- **TEXT PASSAGE**
▬▬▬▬▬▬▬▬▬▬

I regularly read the newspaper and am fond of the little how to's and tips that these famous ladies pass on to the general public...The ladies I refer to are 'Hints from Heloise' and 'Dear Abby'...
I have already made an article about Heloise, now its Abby's turn...you can find out more about Dear Abby at...http://www.uexpress.com/dearabby/bio.html
She had one question from a reader today that got me thinking of the very good point she raised. Here is the question and the answer...http://www.uexpress.com/dearabby/ (scroll down a bit for the precise one I am referring to)
"DEAR ABBY: My husband and I are invited to my dad and stepmom's house for almost every holiday. There are usually 25 to 35 people at these events. After dinner, the "girls" are expected to clear the tables, wash the dishes and clean the kitchen. I don't mind volunteering, but my stepmom INSISTS. No dessert is served until everything is clean.
When I invite guests to my home, I ask them to leave the dishes and "let's enjoy ourselves." I believe that when you invite people over, you should not expect them to work unless they volunteer. Am I wrong to feel this way? -- STUCK IN A CYCLE
DEAR STUCK: You are entitled to your feelings, but what you are describing are two different styles of entertaining. Your father and stepmom are traditional in their thinking, as demonstrated by the gender-driven division of labor. While I agree that your stepmom could be less heavy-handed in her approach, it is her house, and on their turf, the hosts get to make the rules. If you really resent being conscripted when you attend these gatherings, perhaps you should attend fewer of them."

▬▬▬▬▬▬▬▬▬▬

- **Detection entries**
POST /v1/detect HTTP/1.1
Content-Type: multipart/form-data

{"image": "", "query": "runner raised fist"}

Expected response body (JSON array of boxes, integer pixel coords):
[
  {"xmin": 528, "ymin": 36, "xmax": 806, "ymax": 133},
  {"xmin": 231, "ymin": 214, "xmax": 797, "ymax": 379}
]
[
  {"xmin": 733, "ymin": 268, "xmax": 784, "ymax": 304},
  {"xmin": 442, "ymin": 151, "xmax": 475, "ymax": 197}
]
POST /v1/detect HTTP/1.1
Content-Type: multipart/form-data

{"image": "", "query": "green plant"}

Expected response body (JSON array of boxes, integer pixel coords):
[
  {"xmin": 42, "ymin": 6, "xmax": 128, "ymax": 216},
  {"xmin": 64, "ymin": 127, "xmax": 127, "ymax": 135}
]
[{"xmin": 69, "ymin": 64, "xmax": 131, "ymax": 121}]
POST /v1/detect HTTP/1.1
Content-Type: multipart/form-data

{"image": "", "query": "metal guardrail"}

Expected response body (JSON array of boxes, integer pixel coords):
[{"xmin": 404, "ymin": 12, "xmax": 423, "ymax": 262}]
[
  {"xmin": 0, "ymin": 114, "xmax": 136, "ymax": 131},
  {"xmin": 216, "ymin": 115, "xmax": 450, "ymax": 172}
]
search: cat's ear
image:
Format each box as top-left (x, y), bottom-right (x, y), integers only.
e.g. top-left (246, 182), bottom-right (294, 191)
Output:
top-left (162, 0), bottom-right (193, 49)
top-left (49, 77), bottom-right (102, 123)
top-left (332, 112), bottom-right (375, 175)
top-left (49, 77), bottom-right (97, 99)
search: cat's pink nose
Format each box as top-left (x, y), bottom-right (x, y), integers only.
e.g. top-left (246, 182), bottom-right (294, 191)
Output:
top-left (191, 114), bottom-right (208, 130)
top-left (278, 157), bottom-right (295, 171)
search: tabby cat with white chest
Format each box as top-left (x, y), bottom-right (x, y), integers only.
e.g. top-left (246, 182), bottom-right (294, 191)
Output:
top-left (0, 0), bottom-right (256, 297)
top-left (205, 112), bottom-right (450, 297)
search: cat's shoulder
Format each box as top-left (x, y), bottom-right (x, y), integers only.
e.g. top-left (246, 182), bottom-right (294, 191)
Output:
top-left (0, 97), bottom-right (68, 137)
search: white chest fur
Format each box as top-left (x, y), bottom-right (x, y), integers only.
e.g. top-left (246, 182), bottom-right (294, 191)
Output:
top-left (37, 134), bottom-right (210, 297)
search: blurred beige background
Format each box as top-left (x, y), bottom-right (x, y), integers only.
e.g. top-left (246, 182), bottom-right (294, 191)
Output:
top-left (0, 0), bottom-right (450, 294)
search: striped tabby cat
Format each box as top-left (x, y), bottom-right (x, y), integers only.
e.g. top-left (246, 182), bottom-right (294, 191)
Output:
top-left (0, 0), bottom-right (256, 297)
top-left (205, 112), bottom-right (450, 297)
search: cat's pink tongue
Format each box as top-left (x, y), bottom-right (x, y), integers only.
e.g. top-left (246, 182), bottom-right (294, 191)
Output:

▬▬▬▬▬▬▬▬▬▬

- **OBJECTIVES**
1 - According to the Dear Abby post, how many people usually attend the holiday gatherings at the dad and stepmom's house?
2 - Reproduce word for word the part of the Dear Abby post that opens with the words containing "I regularly read" and closes with "am referring to)".
The entries are separate material and are not connected to the Dear Abby post.

- **WORKED SOLUTIONS**
1 - Usually 25 to 35 people.

2 -
I regularly read the newspaper and am fond of the little how to's and tips that these famous ladies pass on to the general public...The ladies I refer to are 'Hints from Heloise' and 'Dear Abby'...
I have already made an article about Heloise, now its Abby's turn...you can find out more about Dear Abby at...http://www.uexpress.com/dearabby/bio.html
She had one question from a reader today that got me thinking of the very good point she raised. Here is the question and the answer...http://www.uexpress.com/dearabby/ (scroll down a bit for the precise one I am referring to)